**Dataset records**
--- Start ---

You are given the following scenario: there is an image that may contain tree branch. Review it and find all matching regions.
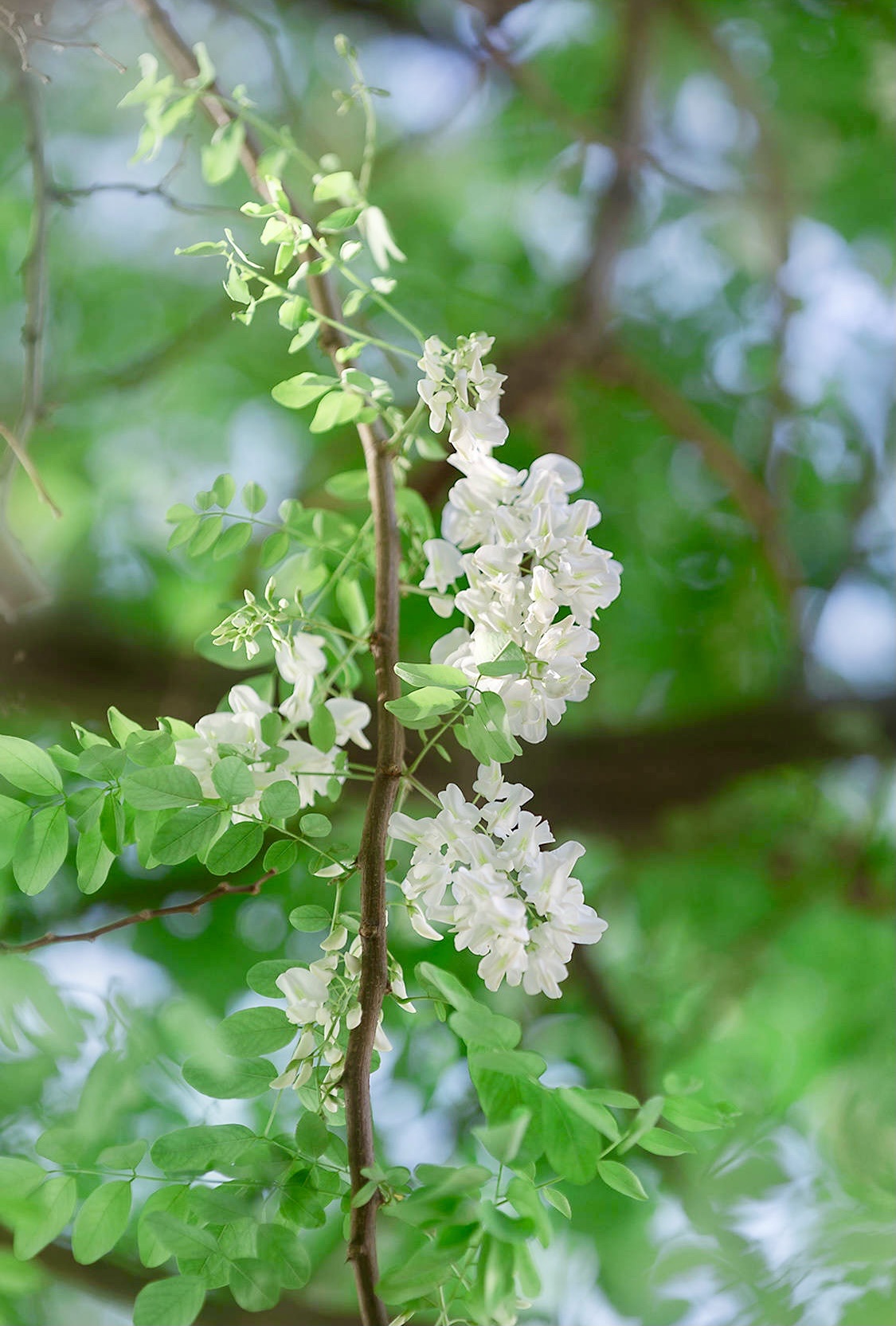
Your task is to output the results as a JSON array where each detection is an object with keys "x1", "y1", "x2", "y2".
[
  {"x1": 0, "y1": 870, "x2": 276, "y2": 953},
  {"x1": 123, "y1": 0, "x2": 405, "y2": 1326}
]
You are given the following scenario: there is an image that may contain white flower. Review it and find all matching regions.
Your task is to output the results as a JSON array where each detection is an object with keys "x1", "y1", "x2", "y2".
[
  {"x1": 274, "y1": 632, "x2": 326, "y2": 686},
  {"x1": 326, "y1": 694, "x2": 371, "y2": 750},
  {"x1": 274, "y1": 963, "x2": 334, "y2": 1027},
  {"x1": 389, "y1": 764, "x2": 606, "y2": 999},
  {"x1": 227, "y1": 686, "x2": 270, "y2": 718},
  {"x1": 358, "y1": 207, "x2": 405, "y2": 272},
  {"x1": 421, "y1": 538, "x2": 464, "y2": 594}
]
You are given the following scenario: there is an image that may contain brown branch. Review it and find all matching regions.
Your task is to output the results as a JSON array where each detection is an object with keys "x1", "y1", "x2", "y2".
[
  {"x1": 0, "y1": 870, "x2": 277, "y2": 953},
  {"x1": 130, "y1": 0, "x2": 394, "y2": 1326},
  {"x1": 579, "y1": 0, "x2": 653, "y2": 350}
]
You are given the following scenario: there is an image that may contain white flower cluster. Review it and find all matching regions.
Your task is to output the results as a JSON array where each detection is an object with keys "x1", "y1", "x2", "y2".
[
  {"x1": 270, "y1": 925, "x2": 415, "y2": 1114},
  {"x1": 417, "y1": 334, "x2": 622, "y2": 741},
  {"x1": 175, "y1": 632, "x2": 371, "y2": 822},
  {"x1": 389, "y1": 764, "x2": 607, "y2": 999}
]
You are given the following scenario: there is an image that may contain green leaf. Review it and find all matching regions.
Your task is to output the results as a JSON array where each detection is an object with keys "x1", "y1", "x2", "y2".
[
  {"x1": 168, "y1": 513, "x2": 203, "y2": 553},
  {"x1": 187, "y1": 516, "x2": 224, "y2": 557},
  {"x1": 637, "y1": 1128, "x2": 697, "y2": 1156},
  {"x1": 589, "y1": 1087, "x2": 640, "y2": 1110},
  {"x1": 561, "y1": 1086, "x2": 622, "y2": 1142},
  {"x1": 261, "y1": 839, "x2": 298, "y2": 875},
  {"x1": 14, "y1": 1174, "x2": 77, "y2": 1261},
  {"x1": 259, "y1": 529, "x2": 290, "y2": 569},
  {"x1": 270, "y1": 373, "x2": 339, "y2": 409},
  {"x1": 243, "y1": 483, "x2": 268, "y2": 516},
  {"x1": 126, "y1": 732, "x2": 175, "y2": 769},
  {"x1": 471, "y1": 1113, "x2": 531, "y2": 1164},
  {"x1": 72, "y1": 1179, "x2": 131, "y2": 1266},
  {"x1": 229, "y1": 1257, "x2": 280, "y2": 1312},
  {"x1": 385, "y1": 686, "x2": 461, "y2": 724},
  {"x1": 219, "y1": 1007, "x2": 295, "y2": 1058},
  {"x1": 277, "y1": 295, "x2": 314, "y2": 331},
  {"x1": 309, "y1": 391, "x2": 365, "y2": 432},
  {"x1": 417, "y1": 963, "x2": 483, "y2": 1013},
  {"x1": 448, "y1": 1007, "x2": 522, "y2": 1050},
  {"x1": 78, "y1": 744, "x2": 127, "y2": 782},
  {"x1": 298, "y1": 813, "x2": 333, "y2": 838},
  {"x1": 134, "y1": 1276, "x2": 205, "y2": 1326},
  {"x1": 136, "y1": 1187, "x2": 190, "y2": 1268},
  {"x1": 598, "y1": 1160, "x2": 647, "y2": 1201},
  {"x1": 205, "y1": 819, "x2": 265, "y2": 875},
  {"x1": 152, "y1": 806, "x2": 225, "y2": 866},
  {"x1": 616, "y1": 1095, "x2": 665, "y2": 1155},
  {"x1": 541, "y1": 1188, "x2": 573, "y2": 1220},
  {"x1": 147, "y1": 1211, "x2": 217, "y2": 1257},
  {"x1": 256, "y1": 1219, "x2": 317, "y2": 1289},
  {"x1": 212, "y1": 475, "x2": 236, "y2": 507},
  {"x1": 335, "y1": 576, "x2": 370, "y2": 636},
  {"x1": 663, "y1": 1097, "x2": 724, "y2": 1132},
  {"x1": 542, "y1": 1091, "x2": 601, "y2": 1183},
  {"x1": 34, "y1": 1123, "x2": 86, "y2": 1166},
  {"x1": 202, "y1": 119, "x2": 245, "y2": 184},
  {"x1": 323, "y1": 469, "x2": 370, "y2": 501},
  {"x1": 96, "y1": 1139, "x2": 147, "y2": 1170},
  {"x1": 288, "y1": 903, "x2": 331, "y2": 933},
  {"x1": 212, "y1": 520, "x2": 252, "y2": 562},
  {"x1": 395, "y1": 663, "x2": 473, "y2": 690},
  {"x1": 74, "y1": 823, "x2": 115, "y2": 894},
  {"x1": 307, "y1": 704, "x2": 335, "y2": 754},
  {"x1": 479, "y1": 640, "x2": 527, "y2": 676},
  {"x1": 471, "y1": 1049, "x2": 547, "y2": 1082},
  {"x1": 183, "y1": 1054, "x2": 277, "y2": 1101},
  {"x1": 120, "y1": 769, "x2": 203, "y2": 810},
  {"x1": 0, "y1": 796, "x2": 30, "y2": 866},
  {"x1": 318, "y1": 207, "x2": 363, "y2": 235},
  {"x1": 212, "y1": 754, "x2": 255, "y2": 806},
  {"x1": 12, "y1": 806, "x2": 69, "y2": 895},
  {"x1": 259, "y1": 778, "x2": 302, "y2": 819},
  {"x1": 295, "y1": 1111, "x2": 330, "y2": 1160},
  {"x1": 150, "y1": 1124, "x2": 252, "y2": 1174},
  {"x1": 0, "y1": 1156, "x2": 46, "y2": 1197},
  {"x1": 106, "y1": 704, "x2": 143, "y2": 746},
  {"x1": 245, "y1": 960, "x2": 295, "y2": 999},
  {"x1": 0, "y1": 736, "x2": 62, "y2": 797}
]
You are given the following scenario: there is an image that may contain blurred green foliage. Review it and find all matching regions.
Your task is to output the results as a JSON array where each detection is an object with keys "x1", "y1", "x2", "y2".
[{"x1": 0, "y1": 0, "x2": 896, "y2": 1326}]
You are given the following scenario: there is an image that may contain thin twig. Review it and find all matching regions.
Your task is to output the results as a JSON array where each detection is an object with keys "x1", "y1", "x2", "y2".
[
  {"x1": 130, "y1": 0, "x2": 394, "y2": 1326},
  {"x1": 479, "y1": 22, "x2": 717, "y2": 198},
  {"x1": 0, "y1": 421, "x2": 62, "y2": 520},
  {"x1": 579, "y1": 0, "x2": 655, "y2": 350},
  {"x1": 0, "y1": 61, "x2": 60, "y2": 516},
  {"x1": 0, "y1": 870, "x2": 277, "y2": 953},
  {"x1": 49, "y1": 180, "x2": 239, "y2": 216}
]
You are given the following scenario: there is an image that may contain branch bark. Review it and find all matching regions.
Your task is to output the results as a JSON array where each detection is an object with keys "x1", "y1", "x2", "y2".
[
  {"x1": 131, "y1": 0, "x2": 405, "y2": 1326},
  {"x1": 0, "y1": 870, "x2": 276, "y2": 953}
]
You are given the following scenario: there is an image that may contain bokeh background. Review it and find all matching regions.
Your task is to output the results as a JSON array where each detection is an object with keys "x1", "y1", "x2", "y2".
[{"x1": 0, "y1": 0, "x2": 896, "y2": 1326}]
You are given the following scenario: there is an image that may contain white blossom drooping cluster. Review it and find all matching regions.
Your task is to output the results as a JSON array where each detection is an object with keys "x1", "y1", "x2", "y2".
[
  {"x1": 175, "y1": 632, "x2": 371, "y2": 822},
  {"x1": 270, "y1": 938, "x2": 415, "y2": 1114},
  {"x1": 417, "y1": 334, "x2": 622, "y2": 741},
  {"x1": 389, "y1": 764, "x2": 607, "y2": 999}
]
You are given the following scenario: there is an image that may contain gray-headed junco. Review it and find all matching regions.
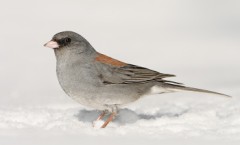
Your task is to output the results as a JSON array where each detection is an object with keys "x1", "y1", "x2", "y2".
[{"x1": 44, "y1": 31, "x2": 229, "y2": 128}]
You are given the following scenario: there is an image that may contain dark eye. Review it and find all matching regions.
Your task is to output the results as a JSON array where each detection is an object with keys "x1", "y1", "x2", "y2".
[{"x1": 65, "y1": 37, "x2": 71, "y2": 43}]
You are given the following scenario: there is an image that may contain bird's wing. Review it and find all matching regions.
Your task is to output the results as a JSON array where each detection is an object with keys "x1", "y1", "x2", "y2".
[
  {"x1": 95, "y1": 54, "x2": 180, "y2": 84},
  {"x1": 95, "y1": 54, "x2": 230, "y2": 97}
]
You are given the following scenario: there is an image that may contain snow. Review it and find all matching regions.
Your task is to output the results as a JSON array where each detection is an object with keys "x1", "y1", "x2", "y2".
[{"x1": 0, "y1": 0, "x2": 240, "y2": 145}]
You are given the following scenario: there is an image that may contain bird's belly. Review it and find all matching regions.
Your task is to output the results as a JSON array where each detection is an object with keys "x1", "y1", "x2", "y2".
[{"x1": 63, "y1": 86, "x2": 141, "y2": 110}]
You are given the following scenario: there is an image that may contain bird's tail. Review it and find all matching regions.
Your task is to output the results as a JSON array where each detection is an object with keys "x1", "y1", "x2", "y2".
[{"x1": 163, "y1": 84, "x2": 231, "y2": 97}]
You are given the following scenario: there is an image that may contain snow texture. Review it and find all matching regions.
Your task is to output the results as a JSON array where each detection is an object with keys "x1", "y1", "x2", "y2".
[{"x1": 0, "y1": 0, "x2": 240, "y2": 145}]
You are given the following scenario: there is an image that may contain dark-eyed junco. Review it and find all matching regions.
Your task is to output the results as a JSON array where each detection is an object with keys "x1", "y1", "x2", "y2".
[{"x1": 44, "y1": 31, "x2": 229, "y2": 128}]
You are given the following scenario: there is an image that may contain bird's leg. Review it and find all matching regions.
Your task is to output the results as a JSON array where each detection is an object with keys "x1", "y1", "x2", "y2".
[
  {"x1": 101, "y1": 112, "x2": 117, "y2": 128},
  {"x1": 93, "y1": 110, "x2": 107, "y2": 127},
  {"x1": 101, "y1": 105, "x2": 118, "y2": 128}
]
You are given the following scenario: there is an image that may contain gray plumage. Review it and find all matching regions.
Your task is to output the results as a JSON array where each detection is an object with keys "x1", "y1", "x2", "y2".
[{"x1": 46, "y1": 31, "x2": 228, "y2": 127}]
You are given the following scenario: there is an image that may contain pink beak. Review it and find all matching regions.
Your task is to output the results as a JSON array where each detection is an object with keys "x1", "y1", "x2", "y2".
[{"x1": 44, "y1": 40, "x2": 59, "y2": 48}]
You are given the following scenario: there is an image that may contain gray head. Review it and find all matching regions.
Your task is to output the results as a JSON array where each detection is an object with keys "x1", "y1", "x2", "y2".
[{"x1": 44, "y1": 31, "x2": 95, "y2": 55}]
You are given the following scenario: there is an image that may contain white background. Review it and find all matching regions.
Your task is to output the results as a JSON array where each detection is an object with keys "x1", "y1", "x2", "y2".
[{"x1": 0, "y1": 0, "x2": 240, "y2": 145}]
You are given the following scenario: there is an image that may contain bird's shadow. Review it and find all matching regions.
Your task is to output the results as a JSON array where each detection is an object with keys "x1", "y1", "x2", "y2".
[{"x1": 75, "y1": 108, "x2": 188, "y2": 125}]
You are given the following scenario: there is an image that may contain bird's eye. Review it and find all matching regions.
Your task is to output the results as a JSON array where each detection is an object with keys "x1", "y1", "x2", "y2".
[{"x1": 65, "y1": 37, "x2": 71, "y2": 43}]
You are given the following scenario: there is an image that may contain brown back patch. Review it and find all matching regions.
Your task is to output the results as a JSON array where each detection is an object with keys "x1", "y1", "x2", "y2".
[{"x1": 95, "y1": 54, "x2": 127, "y2": 67}]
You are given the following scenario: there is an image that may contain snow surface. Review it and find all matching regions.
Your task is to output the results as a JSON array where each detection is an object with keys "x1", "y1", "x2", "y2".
[{"x1": 0, "y1": 0, "x2": 240, "y2": 145}]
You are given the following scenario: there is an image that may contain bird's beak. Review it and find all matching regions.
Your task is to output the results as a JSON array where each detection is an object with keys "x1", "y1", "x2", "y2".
[{"x1": 44, "y1": 40, "x2": 59, "y2": 48}]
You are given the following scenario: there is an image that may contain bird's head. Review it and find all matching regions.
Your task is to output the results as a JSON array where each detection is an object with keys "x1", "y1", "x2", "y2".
[{"x1": 44, "y1": 31, "x2": 94, "y2": 53}]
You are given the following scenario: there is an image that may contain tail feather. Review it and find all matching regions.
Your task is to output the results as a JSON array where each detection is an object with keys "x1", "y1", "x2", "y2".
[{"x1": 164, "y1": 84, "x2": 231, "y2": 97}]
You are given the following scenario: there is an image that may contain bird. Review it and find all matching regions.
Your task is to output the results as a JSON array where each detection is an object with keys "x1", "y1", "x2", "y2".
[{"x1": 44, "y1": 31, "x2": 230, "y2": 128}]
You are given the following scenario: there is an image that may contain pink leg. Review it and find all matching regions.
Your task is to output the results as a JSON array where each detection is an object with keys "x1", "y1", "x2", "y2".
[
  {"x1": 93, "y1": 111, "x2": 106, "y2": 127},
  {"x1": 101, "y1": 112, "x2": 116, "y2": 128}
]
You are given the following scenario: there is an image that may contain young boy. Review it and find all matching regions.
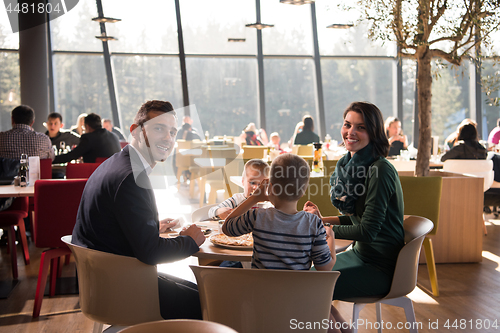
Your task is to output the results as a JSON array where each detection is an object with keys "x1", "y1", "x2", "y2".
[
  {"x1": 208, "y1": 159, "x2": 269, "y2": 220},
  {"x1": 222, "y1": 154, "x2": 335, "y2": 271}
]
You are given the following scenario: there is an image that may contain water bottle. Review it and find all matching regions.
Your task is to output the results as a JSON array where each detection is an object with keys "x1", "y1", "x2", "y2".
[{"x1": 19, "y1": 154, "x2": 29, "y2": 187}]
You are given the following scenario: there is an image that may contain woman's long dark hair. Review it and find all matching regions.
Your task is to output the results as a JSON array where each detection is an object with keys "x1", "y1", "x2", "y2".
[{"x1": 344, "y1": 102, "x2": 390, "y2": 157}]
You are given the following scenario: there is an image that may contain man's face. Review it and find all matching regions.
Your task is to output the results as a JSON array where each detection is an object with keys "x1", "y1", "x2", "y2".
[
  {"x1": 47, "y1": 118, "x2": 63, "y2": 138},
  {"x1": 136, "y1": 111, "x2": 177, "y2": 163}
]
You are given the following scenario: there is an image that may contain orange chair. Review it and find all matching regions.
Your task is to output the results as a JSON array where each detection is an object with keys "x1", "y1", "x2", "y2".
[
  {"x1": 66, "y1": 163, "x2": 101, "y2": 179},
  {"x1": 33, "y1": 179, "x2": 87, "y2": 318},
  {"x1": 0, "y1": 197, "x2": 30, "y2": 280}
]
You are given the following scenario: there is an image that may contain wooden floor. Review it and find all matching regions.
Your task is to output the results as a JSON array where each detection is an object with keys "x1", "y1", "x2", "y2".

--- End ---

**Request**
Extract every line of the records above that contains the string "beak", treating uppercase and lowercase letters as distinct.

**Problem solution**
You are given the following scenario: there is an image that may contain pink beak. Review it and find all matching regions.
You are given the following scenario: there is an image that may contain bird's beak. Review it and find all matching regions.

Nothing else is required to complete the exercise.